Given instruction :: From the line that has "For the benchmark, point to the eyeglasses" down to the final line of the listing below, transcribe every line exactly, and only those.

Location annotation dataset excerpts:
******
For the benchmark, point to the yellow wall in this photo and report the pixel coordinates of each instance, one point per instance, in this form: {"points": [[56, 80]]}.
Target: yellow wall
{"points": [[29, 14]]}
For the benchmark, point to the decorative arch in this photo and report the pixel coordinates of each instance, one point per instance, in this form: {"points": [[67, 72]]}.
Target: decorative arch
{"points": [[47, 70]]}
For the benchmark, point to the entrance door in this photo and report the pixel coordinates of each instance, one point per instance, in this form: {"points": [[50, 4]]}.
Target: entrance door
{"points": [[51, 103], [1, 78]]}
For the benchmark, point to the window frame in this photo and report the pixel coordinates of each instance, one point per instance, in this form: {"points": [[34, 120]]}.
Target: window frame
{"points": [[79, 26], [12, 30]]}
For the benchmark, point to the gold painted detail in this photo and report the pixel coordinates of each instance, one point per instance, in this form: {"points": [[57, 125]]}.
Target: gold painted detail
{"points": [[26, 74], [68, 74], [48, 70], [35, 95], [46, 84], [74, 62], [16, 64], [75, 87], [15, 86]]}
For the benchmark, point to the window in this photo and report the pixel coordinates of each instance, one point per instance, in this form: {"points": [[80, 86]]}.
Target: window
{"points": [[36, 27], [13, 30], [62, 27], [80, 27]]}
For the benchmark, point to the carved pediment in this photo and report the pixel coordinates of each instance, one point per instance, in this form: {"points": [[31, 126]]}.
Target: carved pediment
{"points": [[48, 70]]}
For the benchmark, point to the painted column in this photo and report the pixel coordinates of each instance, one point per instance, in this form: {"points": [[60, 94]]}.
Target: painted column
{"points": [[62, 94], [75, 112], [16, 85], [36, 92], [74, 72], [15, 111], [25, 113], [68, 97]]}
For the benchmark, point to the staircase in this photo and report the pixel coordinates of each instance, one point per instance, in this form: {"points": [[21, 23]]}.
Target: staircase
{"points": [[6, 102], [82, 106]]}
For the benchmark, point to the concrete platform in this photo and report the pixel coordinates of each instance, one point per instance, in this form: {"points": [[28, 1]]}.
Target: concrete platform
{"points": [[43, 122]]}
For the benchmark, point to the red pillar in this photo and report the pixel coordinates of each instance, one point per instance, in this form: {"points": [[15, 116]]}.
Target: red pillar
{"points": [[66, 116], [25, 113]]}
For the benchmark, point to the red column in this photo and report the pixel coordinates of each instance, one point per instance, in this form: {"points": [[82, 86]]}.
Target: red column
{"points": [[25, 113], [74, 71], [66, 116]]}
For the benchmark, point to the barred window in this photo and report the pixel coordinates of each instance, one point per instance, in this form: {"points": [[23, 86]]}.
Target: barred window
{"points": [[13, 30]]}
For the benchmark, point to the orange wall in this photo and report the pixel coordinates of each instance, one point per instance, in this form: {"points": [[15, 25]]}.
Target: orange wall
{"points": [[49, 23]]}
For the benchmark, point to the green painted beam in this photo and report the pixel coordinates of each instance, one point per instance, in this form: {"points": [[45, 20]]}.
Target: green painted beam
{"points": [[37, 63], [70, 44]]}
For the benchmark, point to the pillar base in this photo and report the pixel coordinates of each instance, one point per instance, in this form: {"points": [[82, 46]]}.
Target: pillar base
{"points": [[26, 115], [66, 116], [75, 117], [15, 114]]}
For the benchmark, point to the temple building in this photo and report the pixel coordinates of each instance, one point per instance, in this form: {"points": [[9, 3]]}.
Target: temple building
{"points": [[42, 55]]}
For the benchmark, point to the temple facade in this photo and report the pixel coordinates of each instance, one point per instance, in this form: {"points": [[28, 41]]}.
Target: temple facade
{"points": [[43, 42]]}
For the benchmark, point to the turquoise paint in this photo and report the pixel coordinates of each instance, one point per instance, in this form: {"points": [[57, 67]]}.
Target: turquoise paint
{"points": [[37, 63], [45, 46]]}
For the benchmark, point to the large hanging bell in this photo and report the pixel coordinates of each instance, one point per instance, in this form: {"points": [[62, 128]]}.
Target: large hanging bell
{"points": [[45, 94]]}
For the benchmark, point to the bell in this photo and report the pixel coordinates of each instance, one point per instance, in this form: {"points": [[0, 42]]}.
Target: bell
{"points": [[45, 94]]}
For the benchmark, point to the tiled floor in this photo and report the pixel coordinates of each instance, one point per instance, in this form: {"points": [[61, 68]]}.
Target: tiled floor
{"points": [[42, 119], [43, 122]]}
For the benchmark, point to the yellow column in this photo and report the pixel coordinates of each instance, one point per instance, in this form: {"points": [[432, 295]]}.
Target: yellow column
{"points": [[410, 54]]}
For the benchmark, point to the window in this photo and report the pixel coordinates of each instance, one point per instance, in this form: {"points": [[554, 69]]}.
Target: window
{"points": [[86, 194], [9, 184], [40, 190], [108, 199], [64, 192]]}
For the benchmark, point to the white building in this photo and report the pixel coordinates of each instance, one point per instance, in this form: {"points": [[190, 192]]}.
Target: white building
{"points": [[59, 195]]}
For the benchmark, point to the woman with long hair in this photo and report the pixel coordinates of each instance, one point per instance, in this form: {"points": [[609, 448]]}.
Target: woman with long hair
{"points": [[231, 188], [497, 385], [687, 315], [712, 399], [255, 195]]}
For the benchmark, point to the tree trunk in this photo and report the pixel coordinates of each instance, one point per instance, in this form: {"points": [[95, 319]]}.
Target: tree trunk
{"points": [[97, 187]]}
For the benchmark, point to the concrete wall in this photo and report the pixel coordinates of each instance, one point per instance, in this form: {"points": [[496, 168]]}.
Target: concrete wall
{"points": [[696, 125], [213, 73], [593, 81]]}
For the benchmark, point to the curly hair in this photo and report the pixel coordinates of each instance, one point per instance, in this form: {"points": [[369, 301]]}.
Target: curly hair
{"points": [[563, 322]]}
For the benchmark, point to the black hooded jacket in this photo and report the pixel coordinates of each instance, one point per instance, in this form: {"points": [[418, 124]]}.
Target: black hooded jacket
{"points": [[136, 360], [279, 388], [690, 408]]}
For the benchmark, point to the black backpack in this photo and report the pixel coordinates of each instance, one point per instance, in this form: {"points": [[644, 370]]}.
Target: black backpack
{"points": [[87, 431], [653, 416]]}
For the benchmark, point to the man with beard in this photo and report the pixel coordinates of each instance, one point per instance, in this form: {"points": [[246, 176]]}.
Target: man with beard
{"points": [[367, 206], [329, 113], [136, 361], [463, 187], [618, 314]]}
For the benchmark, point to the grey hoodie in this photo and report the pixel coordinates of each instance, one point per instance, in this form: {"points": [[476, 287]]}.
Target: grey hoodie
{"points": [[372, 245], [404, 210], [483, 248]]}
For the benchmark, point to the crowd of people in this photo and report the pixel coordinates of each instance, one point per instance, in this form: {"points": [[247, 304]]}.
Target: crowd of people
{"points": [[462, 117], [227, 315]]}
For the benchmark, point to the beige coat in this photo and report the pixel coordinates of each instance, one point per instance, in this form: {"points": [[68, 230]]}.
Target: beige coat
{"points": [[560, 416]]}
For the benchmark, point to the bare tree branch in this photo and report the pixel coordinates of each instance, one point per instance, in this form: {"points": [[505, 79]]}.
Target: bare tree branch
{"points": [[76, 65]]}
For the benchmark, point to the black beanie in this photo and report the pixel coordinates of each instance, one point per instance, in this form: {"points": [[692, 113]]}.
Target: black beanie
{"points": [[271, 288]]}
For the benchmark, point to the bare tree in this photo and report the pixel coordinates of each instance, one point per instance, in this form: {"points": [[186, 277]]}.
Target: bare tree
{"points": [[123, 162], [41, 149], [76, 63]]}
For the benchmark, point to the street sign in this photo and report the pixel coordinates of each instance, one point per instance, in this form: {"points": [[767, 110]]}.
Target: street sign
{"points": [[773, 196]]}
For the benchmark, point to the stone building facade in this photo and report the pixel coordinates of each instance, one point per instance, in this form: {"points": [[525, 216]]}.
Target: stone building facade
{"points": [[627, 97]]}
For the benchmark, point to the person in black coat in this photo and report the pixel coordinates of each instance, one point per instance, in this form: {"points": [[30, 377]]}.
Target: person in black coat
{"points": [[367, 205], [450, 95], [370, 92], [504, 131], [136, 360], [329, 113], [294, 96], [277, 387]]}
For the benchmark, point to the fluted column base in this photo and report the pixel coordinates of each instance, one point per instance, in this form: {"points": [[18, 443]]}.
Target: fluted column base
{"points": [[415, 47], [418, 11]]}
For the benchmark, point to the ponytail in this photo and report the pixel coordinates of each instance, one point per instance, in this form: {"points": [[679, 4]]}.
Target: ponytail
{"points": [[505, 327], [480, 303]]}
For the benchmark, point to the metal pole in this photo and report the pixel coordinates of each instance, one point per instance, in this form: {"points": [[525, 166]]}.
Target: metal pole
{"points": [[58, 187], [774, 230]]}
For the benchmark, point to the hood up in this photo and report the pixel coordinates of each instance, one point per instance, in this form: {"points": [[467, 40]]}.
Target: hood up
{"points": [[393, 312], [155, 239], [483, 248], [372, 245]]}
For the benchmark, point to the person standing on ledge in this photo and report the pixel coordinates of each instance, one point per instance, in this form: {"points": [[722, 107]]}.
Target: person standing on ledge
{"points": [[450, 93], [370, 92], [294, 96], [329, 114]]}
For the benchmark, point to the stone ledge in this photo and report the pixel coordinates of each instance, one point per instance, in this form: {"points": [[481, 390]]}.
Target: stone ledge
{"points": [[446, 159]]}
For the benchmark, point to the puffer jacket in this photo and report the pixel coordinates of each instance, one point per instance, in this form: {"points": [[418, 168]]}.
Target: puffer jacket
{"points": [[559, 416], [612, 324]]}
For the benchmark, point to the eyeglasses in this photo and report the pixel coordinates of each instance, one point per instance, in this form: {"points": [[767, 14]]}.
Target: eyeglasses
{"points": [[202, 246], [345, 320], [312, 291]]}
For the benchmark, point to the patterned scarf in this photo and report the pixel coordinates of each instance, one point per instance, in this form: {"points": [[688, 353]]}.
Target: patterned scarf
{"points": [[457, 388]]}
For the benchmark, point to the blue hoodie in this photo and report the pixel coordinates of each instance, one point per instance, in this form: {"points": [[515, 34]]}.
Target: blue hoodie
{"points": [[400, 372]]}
******
Answer to the problem ::
For the benchmark, point to the eyeglasses in this photo and report the pixel coordinates of each instance, one point per instance, in this form: {"points": [[767, 14]]}.
Target: eyeglasses
{"points": [[202, 246], [345, 320], [312, 291]]}
For the benchmark, point to the patterned scarf in this photo and report the pixel coordinates of each instance, one point per instance, in this form: {"points": [[688, 353]]}.
Target: patterned scarf
{"points": [[457, 388]]}
For the benchmark, point to the blue hoodie in this photo and report the pixel coordinates of each instance, one point per instance, in this form: {"points": [[515, 34]]}.
Target: blue hoodie
{"points": [[400, 372]]}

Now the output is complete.